• [Work to complete]:
Word for word, retype every entry in the listing.

• [Material provided]:
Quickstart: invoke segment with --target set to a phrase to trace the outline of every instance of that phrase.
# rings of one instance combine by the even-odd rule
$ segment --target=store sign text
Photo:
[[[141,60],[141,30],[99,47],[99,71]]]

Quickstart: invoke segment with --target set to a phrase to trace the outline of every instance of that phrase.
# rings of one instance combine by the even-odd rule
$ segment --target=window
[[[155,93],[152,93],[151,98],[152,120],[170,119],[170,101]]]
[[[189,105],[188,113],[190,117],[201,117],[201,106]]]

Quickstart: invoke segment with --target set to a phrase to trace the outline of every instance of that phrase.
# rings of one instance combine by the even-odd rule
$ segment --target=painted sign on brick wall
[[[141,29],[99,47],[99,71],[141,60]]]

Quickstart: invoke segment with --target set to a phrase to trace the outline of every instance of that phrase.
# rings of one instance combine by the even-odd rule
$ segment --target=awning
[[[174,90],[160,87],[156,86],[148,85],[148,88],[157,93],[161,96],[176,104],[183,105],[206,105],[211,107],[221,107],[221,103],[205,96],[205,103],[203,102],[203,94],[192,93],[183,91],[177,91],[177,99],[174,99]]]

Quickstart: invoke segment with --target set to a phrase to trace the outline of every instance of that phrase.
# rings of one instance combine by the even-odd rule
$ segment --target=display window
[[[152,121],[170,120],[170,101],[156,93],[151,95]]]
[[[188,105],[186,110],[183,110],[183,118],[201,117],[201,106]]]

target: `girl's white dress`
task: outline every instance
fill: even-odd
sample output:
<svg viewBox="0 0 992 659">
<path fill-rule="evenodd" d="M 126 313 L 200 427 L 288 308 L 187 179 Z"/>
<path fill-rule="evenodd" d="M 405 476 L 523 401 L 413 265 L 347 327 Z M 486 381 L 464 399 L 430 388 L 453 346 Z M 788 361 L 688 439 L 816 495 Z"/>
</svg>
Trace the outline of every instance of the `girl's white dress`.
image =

• [Answer]:
Quickstart: invoke segment with --target set to a phrase to trace the outline of every instance of that phrase.
# rings of one instance combine by the even-odd rule
$ segment --target=store sign text
Photo:
[[[141,60],[141,30],[99,47],[99,71]]]

Quickstart: invoke segment with --target set to a phrase to trace the outline of every instance of that phrase.
# rings of one instance combine by the even-odd rule
$ segment --target=window
[[[155,93],[152,93],[151,98],[152,120],[170,119],[170,101]]]
[[[189,105],[188,113],[190,117],[201,117],[201,106]]]

Quickstart: invoke segment with --target set to a phrase to trace the outline of every instance of that phrase.
# rings of one instance combine by the even-odd rule
$ segment --target=painted sign on brick wall
[[[141,29],[99,47],[99,71],[141,60]]]

Quickstart: invoke segment with --target set to a phrase to trace the outline of every instance of that phrase.
# rings of one instance combine by the even-odd rule
$ segment --target=awning
[[[174,90],[160,87],[156,86],[148,85],[148,88],[157,93],[161,96],[176,104],[183,105],[206,105],[211,107],[221,107],[221,103],[205,96],[205,103],[203,102],[203,94],[192,93],[183,91],[177,91],[177,99],[174,99]]]

Quickstart: invoke segment with --target set to a phrase to trace the outline of every instance of that phrase.
# rings of one instance combine by the even-odd rule
$ segment --target=display window
[[[152,121],[170,120],[170,101],[156,93],[151,95]]]
[[[188,105],[186,110],[183,110],[183,118],[201,117],[201,106]]]

target: `girl's white dress`
task: outline every instance
fill: even-odd
sample output:
<svg viewBox="0 0 992 659">
<path fill-rule="evenodd" d="M 126 313 L 200 427 L 288 308 L 187 179 Z"/>
<path fill-rule="evenodd" d="M 405 476 L 523 401 L 413 265 L 347 327 Z M 486 381 L 464 399 L 430 388 L 453 346 Z M 788 361 L 688 439 L 816 495 Z"/>
</svg>
Trace the outline of every instance of the `girl's white dress`.
image =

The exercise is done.